• _TASK DATA_:
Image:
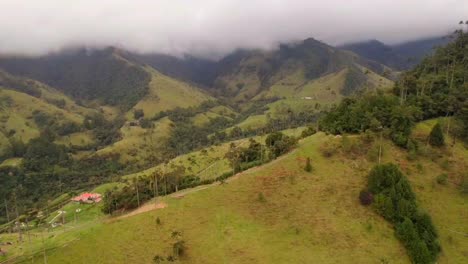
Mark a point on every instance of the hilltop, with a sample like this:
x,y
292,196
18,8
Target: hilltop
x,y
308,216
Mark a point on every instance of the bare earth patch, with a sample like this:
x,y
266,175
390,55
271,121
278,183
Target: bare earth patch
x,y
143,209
...
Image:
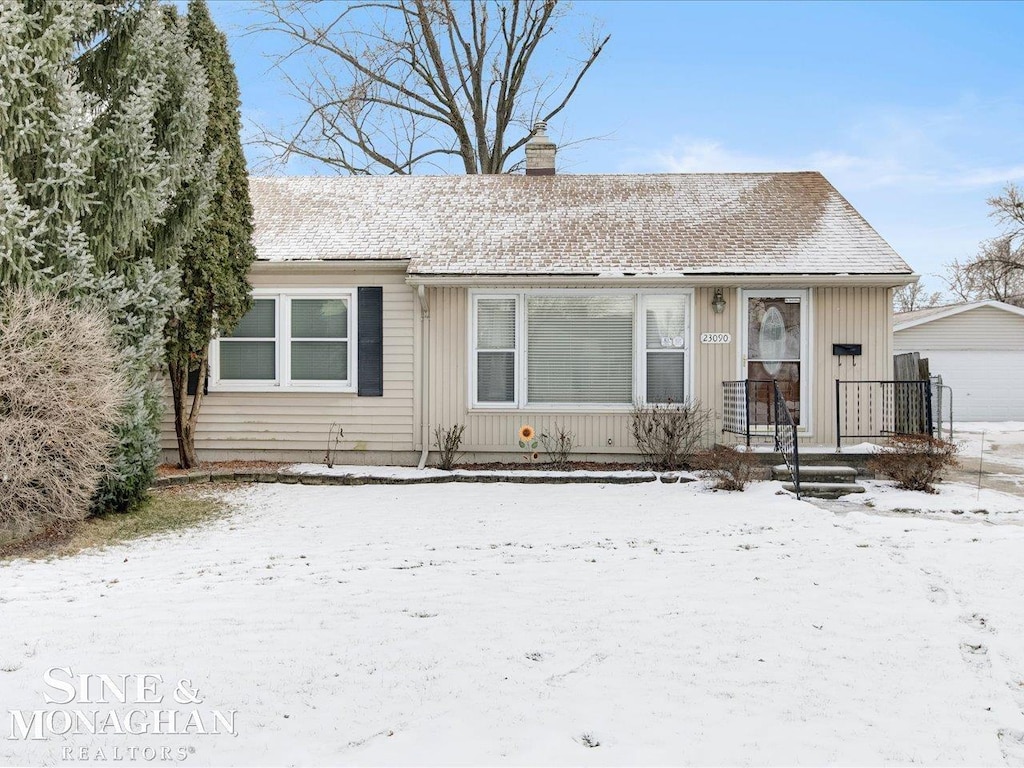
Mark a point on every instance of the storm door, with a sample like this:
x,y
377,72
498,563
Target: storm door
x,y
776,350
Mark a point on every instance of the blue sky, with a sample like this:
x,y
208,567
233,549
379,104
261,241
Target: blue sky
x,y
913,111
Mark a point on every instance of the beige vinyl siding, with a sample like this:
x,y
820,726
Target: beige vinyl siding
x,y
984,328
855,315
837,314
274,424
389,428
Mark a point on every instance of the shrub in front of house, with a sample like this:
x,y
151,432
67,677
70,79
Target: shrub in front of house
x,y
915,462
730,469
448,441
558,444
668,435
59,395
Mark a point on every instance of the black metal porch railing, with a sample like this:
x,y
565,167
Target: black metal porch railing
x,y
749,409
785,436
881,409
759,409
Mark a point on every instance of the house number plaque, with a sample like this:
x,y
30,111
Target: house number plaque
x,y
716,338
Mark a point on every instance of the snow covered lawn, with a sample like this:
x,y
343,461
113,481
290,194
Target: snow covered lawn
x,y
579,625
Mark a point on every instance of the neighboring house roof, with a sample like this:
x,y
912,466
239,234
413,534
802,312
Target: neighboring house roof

• _WHAT IS REQUIRED_: Output verbatim the part of the entries that opens with the line containing "Mark a point on every instance of the house" and closes with the line containing "Target: neighboring house roof", with both of those lines included.

• _WRITTEN REPLY_:
Mark a point on every instance of the house number plaque, with a sample like this:
x,y
30,111
Target: house number plaque
x,y
716,338
Mark a point on every instance of the snow covered lawn, with a sample like this:
x,y
343,461
113,481
290,194
Target: snow covered lawn
x,y
579,625
Mark a point on every instance of the neighboring house roof, with a sample like this:
x,y
912,466
239,234
413,534
802,312
Target: neighboring house roof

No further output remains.